◆ **Short task**
Repeat the items from the line with "aws rekognition detect-custom" through the line with "[267,141,413,473]", swapping "trophy" for "plaque" and leaving everything else the same.

◆ **Provided records**
-- Begin --

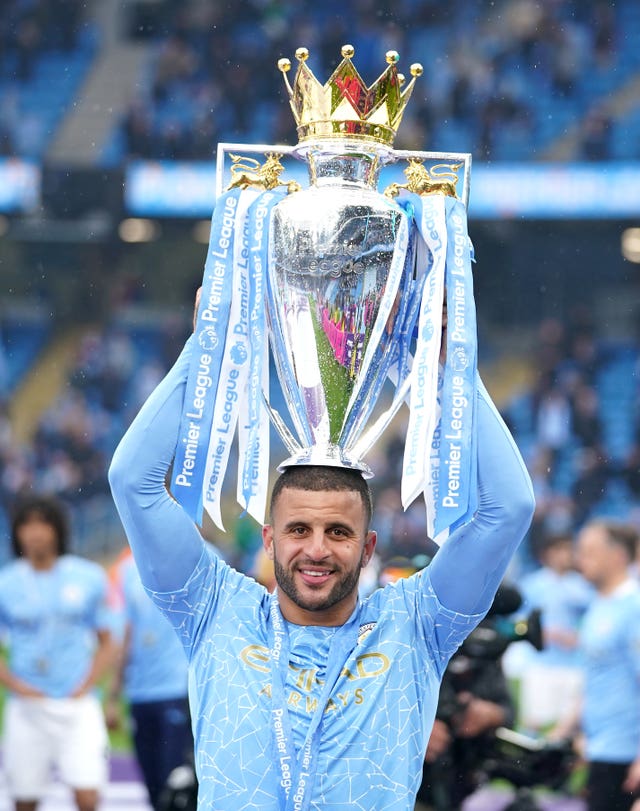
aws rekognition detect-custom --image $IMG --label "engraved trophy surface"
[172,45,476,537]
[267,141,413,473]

-- End --
-- Begin --

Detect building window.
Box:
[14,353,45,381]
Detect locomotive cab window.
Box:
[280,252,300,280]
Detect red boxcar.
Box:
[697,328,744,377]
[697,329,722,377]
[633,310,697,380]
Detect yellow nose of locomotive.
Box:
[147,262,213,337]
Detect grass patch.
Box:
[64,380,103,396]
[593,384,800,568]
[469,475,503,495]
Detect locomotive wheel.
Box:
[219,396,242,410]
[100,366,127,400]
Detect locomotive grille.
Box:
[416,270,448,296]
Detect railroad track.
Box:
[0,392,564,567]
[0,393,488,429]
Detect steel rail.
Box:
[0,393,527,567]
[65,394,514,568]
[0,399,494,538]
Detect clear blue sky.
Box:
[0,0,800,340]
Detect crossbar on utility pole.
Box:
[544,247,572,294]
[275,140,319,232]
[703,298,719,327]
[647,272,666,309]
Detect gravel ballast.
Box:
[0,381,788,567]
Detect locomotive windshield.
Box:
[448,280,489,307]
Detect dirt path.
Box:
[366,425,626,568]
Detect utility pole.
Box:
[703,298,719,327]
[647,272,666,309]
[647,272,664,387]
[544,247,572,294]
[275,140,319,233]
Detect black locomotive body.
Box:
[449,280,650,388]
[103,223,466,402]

-- End --
-- Begin --

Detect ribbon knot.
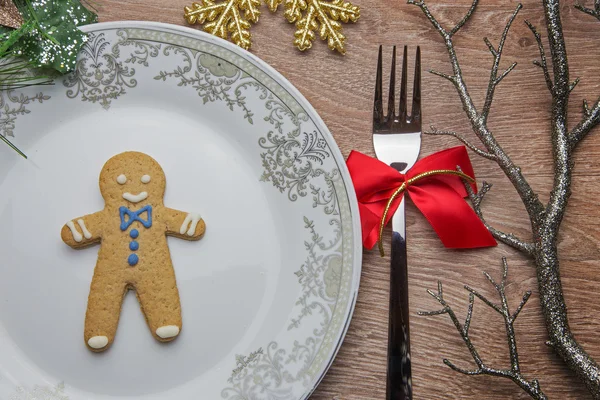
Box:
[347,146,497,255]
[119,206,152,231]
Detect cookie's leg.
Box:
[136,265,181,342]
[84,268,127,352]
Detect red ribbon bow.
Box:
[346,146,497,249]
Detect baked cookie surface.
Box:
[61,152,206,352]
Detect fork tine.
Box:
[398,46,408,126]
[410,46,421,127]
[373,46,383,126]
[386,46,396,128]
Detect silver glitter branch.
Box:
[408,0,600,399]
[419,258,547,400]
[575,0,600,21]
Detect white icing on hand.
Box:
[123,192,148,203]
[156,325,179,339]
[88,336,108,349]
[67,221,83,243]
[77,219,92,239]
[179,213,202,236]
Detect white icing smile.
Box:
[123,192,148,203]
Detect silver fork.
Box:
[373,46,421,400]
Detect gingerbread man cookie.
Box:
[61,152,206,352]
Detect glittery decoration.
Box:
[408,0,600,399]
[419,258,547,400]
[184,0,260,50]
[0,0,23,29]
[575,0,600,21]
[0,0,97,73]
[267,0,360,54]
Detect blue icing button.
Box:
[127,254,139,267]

-- End --

◆ **Result for this exercise**
aws rekognition detect-custom --image $IMG --label "engraved plaque surface"
[172,45,476,537]
[267,141,413,473]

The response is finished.